- WHAT TO WORK ON -
Only the lines from the one containing "the brown dry" to the end of the material are to be copied, exactly and in full; images stay out.

- TASK INPUTS -
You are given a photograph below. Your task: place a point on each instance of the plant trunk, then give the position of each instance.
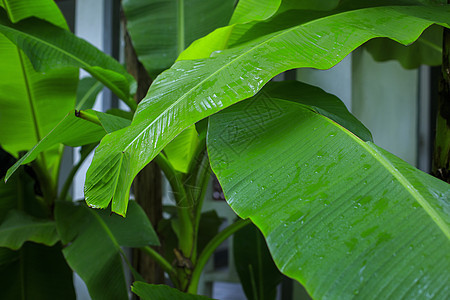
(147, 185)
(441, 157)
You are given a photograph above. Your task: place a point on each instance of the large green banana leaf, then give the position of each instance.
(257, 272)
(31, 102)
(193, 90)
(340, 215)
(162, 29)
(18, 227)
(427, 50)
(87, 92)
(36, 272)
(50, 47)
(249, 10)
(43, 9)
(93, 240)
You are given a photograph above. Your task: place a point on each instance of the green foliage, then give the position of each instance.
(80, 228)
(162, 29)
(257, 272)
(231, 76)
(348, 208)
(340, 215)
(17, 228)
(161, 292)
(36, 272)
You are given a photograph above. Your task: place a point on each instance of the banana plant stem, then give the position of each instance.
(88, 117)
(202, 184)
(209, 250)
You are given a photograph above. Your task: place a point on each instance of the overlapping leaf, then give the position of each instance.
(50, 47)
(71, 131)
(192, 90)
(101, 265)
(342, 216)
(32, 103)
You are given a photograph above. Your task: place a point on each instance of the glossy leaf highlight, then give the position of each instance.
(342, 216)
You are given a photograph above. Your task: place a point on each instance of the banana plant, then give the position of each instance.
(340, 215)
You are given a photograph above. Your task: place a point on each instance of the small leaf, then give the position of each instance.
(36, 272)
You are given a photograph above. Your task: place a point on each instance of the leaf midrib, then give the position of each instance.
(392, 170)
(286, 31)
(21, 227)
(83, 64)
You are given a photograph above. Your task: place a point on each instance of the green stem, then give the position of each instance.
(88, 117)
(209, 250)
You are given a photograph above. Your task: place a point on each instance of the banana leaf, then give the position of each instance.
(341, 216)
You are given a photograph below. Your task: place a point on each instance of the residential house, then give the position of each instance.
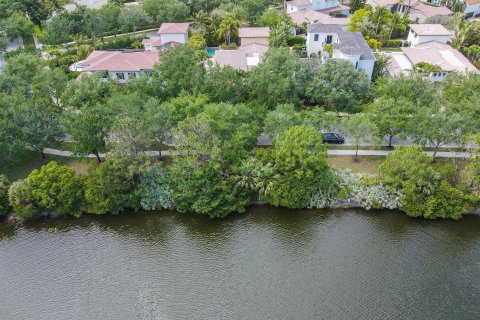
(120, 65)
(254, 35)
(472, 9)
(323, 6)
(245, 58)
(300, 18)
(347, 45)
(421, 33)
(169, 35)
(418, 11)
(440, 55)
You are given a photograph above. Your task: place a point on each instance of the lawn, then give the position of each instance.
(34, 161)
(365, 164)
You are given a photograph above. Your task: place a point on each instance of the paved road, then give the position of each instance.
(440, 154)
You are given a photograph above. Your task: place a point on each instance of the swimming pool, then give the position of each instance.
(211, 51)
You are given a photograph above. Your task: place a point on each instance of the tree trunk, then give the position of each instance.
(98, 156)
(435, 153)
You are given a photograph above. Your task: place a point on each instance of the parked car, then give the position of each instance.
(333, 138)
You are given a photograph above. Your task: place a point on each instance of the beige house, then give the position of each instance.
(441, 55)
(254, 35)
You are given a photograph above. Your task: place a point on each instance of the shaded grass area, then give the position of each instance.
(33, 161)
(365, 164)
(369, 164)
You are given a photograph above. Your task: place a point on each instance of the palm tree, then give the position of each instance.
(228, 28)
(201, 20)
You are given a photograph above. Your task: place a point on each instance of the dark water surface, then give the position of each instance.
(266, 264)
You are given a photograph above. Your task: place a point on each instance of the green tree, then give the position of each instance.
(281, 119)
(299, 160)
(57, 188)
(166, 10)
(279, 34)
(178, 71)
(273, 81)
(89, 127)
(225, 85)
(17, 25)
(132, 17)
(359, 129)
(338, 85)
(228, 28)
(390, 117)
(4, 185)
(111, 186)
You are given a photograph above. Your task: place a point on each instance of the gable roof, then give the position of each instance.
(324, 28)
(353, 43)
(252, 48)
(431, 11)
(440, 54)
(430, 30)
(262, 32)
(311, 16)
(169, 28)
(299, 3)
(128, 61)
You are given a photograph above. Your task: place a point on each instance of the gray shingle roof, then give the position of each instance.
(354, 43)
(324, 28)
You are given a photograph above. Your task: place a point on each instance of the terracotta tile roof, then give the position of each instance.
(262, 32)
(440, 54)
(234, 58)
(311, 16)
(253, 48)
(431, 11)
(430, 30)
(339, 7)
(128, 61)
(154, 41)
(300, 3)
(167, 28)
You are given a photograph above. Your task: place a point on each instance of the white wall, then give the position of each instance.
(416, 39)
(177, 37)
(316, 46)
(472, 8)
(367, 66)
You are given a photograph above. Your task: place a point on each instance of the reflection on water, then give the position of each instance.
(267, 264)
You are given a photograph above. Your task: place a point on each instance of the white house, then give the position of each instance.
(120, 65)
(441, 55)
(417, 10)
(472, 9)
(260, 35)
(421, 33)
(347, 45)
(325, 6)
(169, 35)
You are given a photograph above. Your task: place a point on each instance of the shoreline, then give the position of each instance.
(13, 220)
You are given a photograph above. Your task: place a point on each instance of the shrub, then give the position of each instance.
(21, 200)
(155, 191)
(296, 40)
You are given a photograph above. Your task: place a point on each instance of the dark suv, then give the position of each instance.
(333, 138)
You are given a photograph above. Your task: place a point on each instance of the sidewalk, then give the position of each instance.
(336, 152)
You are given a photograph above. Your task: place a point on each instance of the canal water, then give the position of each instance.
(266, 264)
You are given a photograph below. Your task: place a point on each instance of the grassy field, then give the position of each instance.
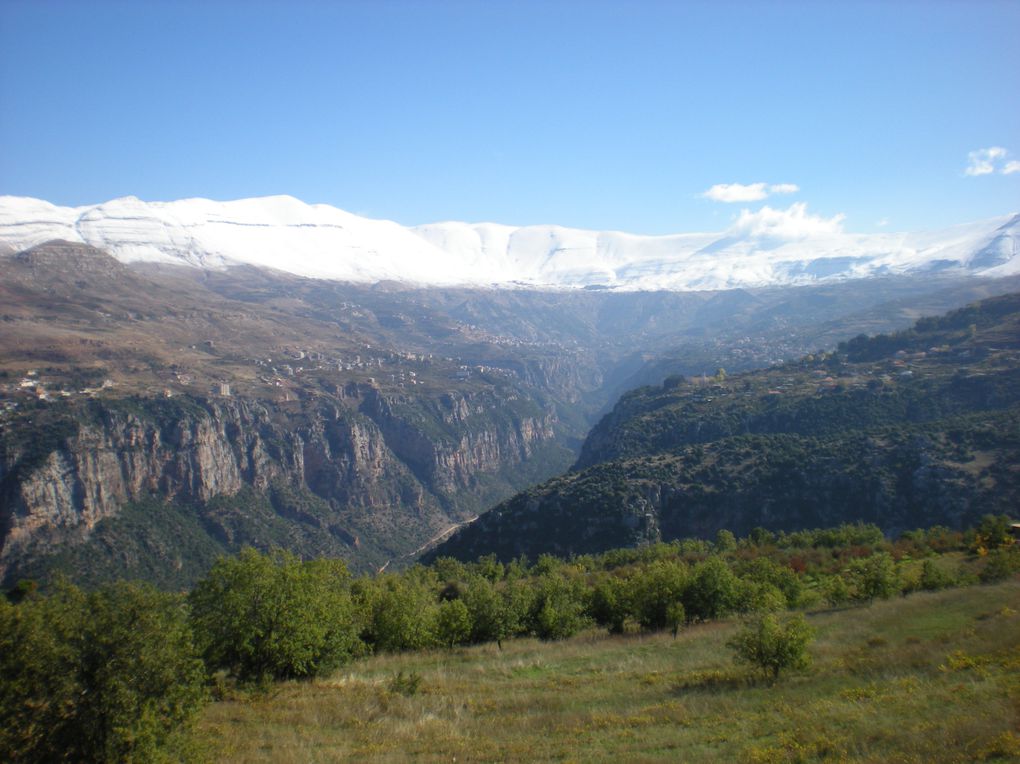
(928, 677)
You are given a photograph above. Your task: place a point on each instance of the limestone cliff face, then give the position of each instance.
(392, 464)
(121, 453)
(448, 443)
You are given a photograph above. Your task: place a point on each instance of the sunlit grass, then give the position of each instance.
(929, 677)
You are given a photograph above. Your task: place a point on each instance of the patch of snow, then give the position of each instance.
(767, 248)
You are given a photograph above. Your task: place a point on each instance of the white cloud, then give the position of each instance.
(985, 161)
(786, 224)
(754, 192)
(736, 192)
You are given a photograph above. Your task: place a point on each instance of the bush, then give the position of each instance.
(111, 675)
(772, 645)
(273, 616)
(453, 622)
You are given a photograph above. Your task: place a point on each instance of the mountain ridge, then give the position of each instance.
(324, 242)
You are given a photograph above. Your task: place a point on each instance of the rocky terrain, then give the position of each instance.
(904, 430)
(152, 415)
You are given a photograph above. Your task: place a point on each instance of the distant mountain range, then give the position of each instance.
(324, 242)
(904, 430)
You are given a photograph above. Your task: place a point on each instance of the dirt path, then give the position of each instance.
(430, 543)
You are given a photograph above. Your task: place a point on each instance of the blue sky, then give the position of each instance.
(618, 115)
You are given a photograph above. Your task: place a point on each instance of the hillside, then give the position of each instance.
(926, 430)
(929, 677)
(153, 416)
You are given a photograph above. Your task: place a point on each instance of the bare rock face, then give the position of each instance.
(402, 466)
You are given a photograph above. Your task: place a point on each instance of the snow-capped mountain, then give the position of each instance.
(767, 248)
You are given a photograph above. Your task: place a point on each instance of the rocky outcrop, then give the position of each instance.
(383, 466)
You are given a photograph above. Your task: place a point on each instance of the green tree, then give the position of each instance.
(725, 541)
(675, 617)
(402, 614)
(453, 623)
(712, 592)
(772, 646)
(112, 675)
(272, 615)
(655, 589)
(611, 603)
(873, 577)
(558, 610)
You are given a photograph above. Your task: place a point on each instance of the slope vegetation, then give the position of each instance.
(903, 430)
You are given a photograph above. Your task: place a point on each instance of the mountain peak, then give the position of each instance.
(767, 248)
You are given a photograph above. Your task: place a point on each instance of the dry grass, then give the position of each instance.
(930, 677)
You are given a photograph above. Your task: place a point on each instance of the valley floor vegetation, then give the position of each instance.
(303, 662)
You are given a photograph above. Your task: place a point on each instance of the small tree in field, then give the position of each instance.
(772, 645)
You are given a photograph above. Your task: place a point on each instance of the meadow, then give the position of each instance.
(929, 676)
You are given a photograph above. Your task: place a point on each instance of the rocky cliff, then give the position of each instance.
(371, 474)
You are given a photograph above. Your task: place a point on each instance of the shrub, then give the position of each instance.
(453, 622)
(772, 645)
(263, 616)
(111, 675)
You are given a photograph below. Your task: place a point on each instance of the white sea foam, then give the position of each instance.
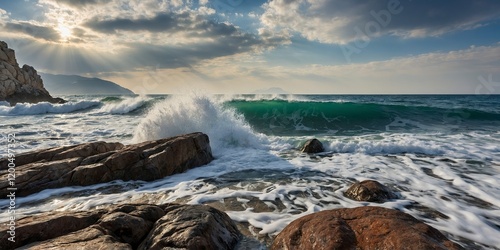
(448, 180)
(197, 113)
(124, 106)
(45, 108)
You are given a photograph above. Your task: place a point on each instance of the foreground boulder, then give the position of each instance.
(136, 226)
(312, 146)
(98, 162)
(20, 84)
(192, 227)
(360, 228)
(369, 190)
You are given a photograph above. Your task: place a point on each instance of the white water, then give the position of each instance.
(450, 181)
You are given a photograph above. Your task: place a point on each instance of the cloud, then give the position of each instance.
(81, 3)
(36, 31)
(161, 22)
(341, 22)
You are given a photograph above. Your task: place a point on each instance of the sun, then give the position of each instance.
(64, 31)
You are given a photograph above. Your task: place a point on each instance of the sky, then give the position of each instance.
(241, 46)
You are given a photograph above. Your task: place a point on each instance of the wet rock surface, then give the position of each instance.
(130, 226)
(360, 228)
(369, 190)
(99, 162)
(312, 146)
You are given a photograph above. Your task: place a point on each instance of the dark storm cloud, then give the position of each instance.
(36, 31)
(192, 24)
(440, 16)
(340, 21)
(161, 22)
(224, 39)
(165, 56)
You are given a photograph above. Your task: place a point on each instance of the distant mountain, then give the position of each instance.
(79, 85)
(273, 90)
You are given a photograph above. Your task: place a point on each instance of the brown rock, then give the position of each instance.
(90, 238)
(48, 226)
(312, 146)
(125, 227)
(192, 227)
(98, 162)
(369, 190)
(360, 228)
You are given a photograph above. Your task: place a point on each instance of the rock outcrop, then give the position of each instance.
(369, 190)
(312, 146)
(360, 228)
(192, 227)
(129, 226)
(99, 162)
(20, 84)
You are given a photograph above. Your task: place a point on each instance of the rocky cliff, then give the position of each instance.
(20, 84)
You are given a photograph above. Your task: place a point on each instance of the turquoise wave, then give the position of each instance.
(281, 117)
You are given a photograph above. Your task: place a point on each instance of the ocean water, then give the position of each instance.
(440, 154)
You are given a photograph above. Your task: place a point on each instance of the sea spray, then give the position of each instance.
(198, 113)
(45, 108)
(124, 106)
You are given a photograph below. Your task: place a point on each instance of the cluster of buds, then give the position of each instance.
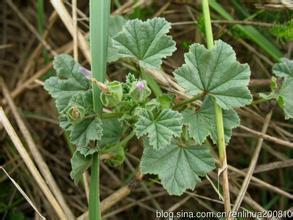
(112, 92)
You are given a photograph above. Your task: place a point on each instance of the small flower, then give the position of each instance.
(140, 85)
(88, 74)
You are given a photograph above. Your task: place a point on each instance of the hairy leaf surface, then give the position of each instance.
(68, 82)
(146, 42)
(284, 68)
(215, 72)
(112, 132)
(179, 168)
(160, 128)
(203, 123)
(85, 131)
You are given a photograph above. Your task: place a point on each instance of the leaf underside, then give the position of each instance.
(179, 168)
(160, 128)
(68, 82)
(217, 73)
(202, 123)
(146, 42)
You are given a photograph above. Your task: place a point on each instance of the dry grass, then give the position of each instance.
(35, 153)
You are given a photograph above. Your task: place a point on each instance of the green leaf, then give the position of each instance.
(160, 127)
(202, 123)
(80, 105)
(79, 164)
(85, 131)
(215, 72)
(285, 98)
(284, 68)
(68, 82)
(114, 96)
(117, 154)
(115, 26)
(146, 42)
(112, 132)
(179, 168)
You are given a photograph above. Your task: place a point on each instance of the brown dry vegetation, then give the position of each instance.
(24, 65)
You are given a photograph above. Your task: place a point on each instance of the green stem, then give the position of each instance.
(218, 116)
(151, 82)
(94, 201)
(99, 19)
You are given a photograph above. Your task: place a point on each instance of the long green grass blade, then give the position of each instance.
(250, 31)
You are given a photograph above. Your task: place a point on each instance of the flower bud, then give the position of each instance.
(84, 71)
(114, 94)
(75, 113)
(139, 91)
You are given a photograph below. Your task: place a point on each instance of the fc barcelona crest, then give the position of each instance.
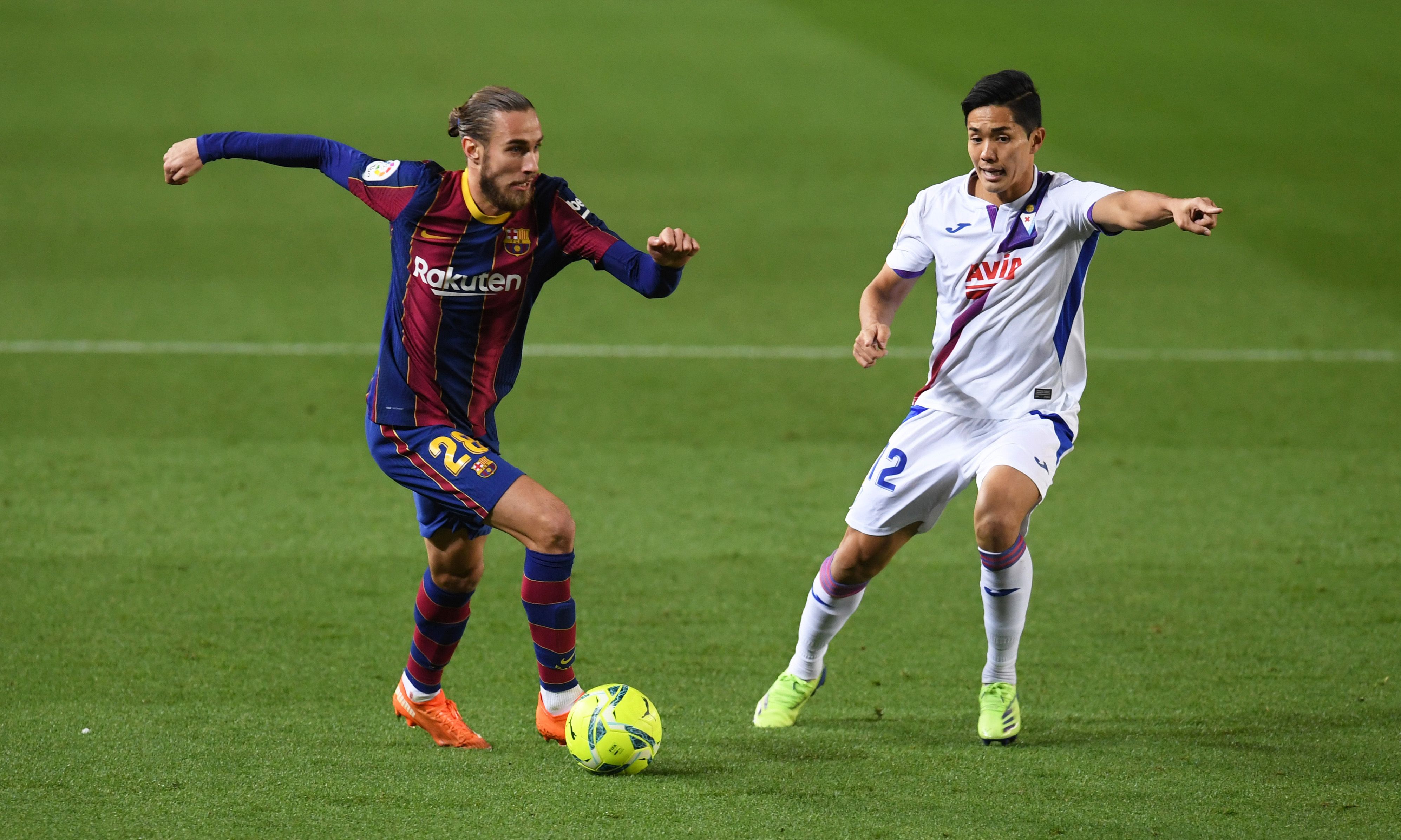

- RESULT FOR THIS EXERCISE -
You are given a photograph above. Your task: place a point on each instance of the brown dry vegetation, then give the position of each instance.
(24, 65)
You are given a photograph above. Your task: place a point on each instance of the green stem, then give the position of each instance.
(218, 116)
(151, 82)
(94, 201)
(99, 19)
You are given a photograph above. Your task: place a point on each instance of the long green grass blade, then give the position of each instance.
(250, 31)
You are given a photograph above. Your task: place a point on each instance of the flower bud, then give the position of each instance.
(84, 71)
(114, 94)
(75, 113)
(139, 91)
You are given a photograph below. Your task: place a point on each instance of the fc barcelona crest, then give the position of each instance.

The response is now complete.